> _Supplied passage_:
***

- Born: 1840 Castlewarren, County Cork, Ireland
- Died: March 1932 (aged 91–92) County Cork, Ireland
- Occupation: Conchologist

= Amy Warren =

Irish marine biologist and conchologist

Amelia (Amy) Elizabeth Mary Warren (1840 – March 1932), was an Irish marine biologist and conchologist who published the first annotated list and catalogues of land, freshwater, and marine molluscs in County Mayo and County Sligo. She is considered to be one of the most important donors to the National Museum of Ireland Natural History's Irish and British shell collection, contributing over 400 specimens together with her brother Robert Warren.

== Personal life ==
Born in 1840 at Castlewarren near Carrigaline, County Cork, Ireland, to Robert Warren and Matilda Hopper, Warren spent much of her life in Moy View, Ballina, County Mayo. In the 1911 census, she was recorded living with her brother Robert and sister Matilda in Monkstown, Cork. Warren died in March 1931 in County Cork, with a belated obituary appearing in the Journal of Conchology in 1938.

== Scientific contributions ==
Warren's primary area of focus was the study of Mollusca, and she published several papers in the late 19th century that included distributional lists, particularly of rare species found in Killala Bay and Bundoran.

***

> _Information provided_:

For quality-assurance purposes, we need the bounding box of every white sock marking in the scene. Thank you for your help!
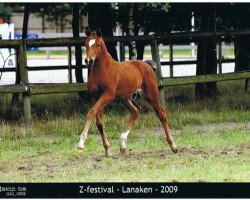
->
[89,39,95,47]
[78,120,92,149]
[120,131,130,149]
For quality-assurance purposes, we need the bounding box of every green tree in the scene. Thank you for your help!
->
[86,3,118,60]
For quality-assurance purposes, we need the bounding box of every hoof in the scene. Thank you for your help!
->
[170,144,178,153]
[105,151,112,157]
[77,147,84,153]
[120,148,126,154]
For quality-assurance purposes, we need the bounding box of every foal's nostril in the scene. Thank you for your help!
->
[85,58,89,65]
[89,59,94,65]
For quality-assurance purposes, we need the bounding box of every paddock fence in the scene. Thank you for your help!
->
[0,29,250,128]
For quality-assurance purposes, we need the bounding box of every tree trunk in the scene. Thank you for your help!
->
[136,30,149,60]
[8,4,30,115]
[195,5,217,99]
[127,3,136,60]
[206,38,218,99]
[72,3,84,98]
[234,36,250,72]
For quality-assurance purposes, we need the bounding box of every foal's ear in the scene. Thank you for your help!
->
[85,27,91,37]
[96,28,102,37]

***

> _Set of tasks_:
(a) In the Amy Warren article, how many specimens did Warren and her brother Robert contribute to the National Museum of Ireland Natural History's Irish and British shell collection?
(b) Copy word for word the part of the Amy Warren article from "- Born: 1840" up to and including "brother Robert Warren.".
The data play no part in this work.

> _Answers_:
(a) They contributed over 400 specimens.

(b)
- Born: 1840 Castlewarren, County Cork, Ireland
- Died: March 1932 (aged 91–92) County Cork, Ireland
- Occupation: Conchologist

= Amy Warren =

Irish marine biologist and conchologist

Amelia (Amy) Elizabeth Mary Warren (1840 – March 1932), was an Irish marine biologist and conchologist who published the first annotated list and catalogues of land, freshwater, and marine molluscs in County Mayo and County Sligo. She is considered to be one of the most important donors to the National Museum of Ireland Natural History's Irish and British shell collection, contributing over 400 specimens together with her brother Robert Warren.